Exercise directions » Reproduce each of the rows below verbatim, omitting the pictures.

-- Begin --

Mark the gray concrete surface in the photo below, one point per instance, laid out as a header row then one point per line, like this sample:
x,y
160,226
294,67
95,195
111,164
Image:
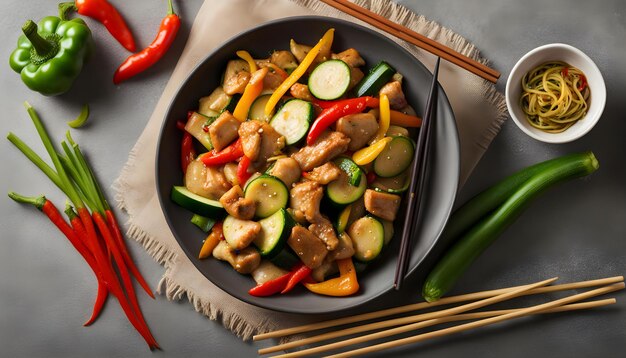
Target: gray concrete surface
x,y
576,231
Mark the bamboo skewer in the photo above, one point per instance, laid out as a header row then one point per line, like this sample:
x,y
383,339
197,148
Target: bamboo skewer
x,y
432,322
482,322
424,305
408,320
416,39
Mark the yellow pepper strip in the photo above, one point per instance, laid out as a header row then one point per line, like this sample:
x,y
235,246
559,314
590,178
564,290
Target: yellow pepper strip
x,y
342,221
344,285
244,55
211,241
384,118
298,72
368,154
250,93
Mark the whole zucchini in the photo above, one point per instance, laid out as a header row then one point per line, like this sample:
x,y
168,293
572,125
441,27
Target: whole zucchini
x,y
484,232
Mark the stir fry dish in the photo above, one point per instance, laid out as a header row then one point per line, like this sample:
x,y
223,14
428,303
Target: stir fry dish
x,y
295,166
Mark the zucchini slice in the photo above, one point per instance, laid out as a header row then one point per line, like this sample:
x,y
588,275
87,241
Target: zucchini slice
x,y
374,80
341,192
197,125
368,238
349,167
395,158
293,119
195,203
393,185
275,230
329,80
257,109
269,193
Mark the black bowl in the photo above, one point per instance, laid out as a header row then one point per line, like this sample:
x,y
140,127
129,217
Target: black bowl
x,y
260,41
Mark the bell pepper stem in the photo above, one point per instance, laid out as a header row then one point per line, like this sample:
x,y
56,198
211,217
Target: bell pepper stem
x,y
42,46
65,8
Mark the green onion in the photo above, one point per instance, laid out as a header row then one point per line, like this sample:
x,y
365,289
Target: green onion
x,y
484,231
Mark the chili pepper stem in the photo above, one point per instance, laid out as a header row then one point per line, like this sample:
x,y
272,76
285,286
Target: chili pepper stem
x,y
65,8
36,201
43,47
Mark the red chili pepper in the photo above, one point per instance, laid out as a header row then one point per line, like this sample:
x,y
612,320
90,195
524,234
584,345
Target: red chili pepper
x,y
371,176
298,274
271,287
242,170
119,238
229,154
147,57
338,109
107,15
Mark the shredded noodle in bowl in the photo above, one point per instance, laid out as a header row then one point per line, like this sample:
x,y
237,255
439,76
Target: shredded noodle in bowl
x,y
554,96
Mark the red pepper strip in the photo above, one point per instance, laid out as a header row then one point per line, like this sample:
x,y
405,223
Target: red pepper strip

-- End --

Solution to this exercise »
Mark the gray concrete surface in the photo below, one point per instance, laid out as a header row then one point per line, like this sample:
x,y
160,226
294,67
95,195
111,164
Image:
Target: gray concrete surface
x,y
576,231
Mark the bamboo skewer in the photo above, one point per instance, laid out as a header row then one point per line, like this sample:
x,y
383,339
197,148
Target: bamboo skewer
x,y
432,322
482,322
424,305
408,320
416,39
Mark the yellow pepper strip in the photo above, one point per instance, laid out as a header row then one point per line, like this sample:
x,y
235,246
559,314
590,178
564,290
Target: yellow pepper strip
x,y
342,221
344,285
244,55
211,241
384,118
298,72
368,154
250,93
Mark the whole zucchini in the photo above, one point per instance, laid out as a header row then one point per line, like this sample:
x,y
168,293
572,125
441,27
Target: whole zucchini
x,y
484,232
Mark the stir fry dish in the photo above, one point per instance, laid out as a header row then one point per line, like this sample:
x,y
223,14
428,303
Target: stir fry dish
x,y
295,166
Mark the zucchini slice in the photo above, one point per instance, laid out as a header row then one point per line, like this sample:
x,y
588,275
87,241
Target: zucchini slice
x,y
374,80
341,192
197,125
368,238
349,167
395,158
293,119
195,203
393,185
275,230
329,80
257,109
269,193
Mark the black bowl in the photo above, one point per instance, laid out as a header row then one point per line, like this sample:
x,y
140,127
129,217
Target: black bowl
x,y
260,41
Mark the bell pepper stem in the photo above, one point per instance, laid out as a header row then one point per line, like this sample:
x,y
56,198
211,217
Target: bell pepper stem
x,y
42,46
65,8
Mark the green onion in the photo above, one point per instance, laid out as a header row then one point per line, like this sample:
x,y
365,289
Target: green onion
x,y
484,231
Mark the chili pepper stem in the photo above, one point per instance, laid out as a header row then one point per line, like this sample:
x,y
272,76
285,286
Target: chili pepper stem
x,y
65,8
36,201
43,47
Mark the red chili pepper in the photo above, one point per instance, laid out as a header row then one point per line, like this sample:
x,y
612,320
90,195
524,234
584,345
Target: red chili pepper
x,y
371,176
298,274
271,287
242,170
119,238
229,154
147,57
338,109
107,15
Mark the shredded noodle in bowl in the photo above, one point per instance, laid out as a header row then one point per line, like this sample:
x,y
237,255
439,76
Target: shredded noodle in bowl
x,y
554,96
Mark the red pepper strip in the photo above, one point per instance, laid out as a header row then one point per line, like this sample:
x,y
405,223
Target: red pepper strip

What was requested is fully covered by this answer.